**Exercise details**
Recast each of the following rows as a JSON list of strings, one string per line, omitting blank lines.

-- begin Data excerpts --

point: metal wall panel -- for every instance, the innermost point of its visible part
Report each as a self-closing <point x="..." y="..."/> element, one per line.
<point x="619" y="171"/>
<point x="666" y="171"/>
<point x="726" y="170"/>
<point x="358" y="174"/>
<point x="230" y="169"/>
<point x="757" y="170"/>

-- end Data excerpts --

**The response**
[
  "point: metal wall panel -- for every instance, the innermost point of its visible part",
  "Report each as a self-closing <point x=\"...\" y=\"...\"/> element, one per line.",
  "<point x=\"619\" y=\"171\"/>",
  "<point x=\"666\" y=\"171\"/>",
  "<point x=\"726\" y=\"170\"/>",
  "<point x=\"358\" y=\"174\"/>",
  "<point x=\"230\" y=\"169\"/>",
  "<point x=\"757\" y=\"170\"/>"
]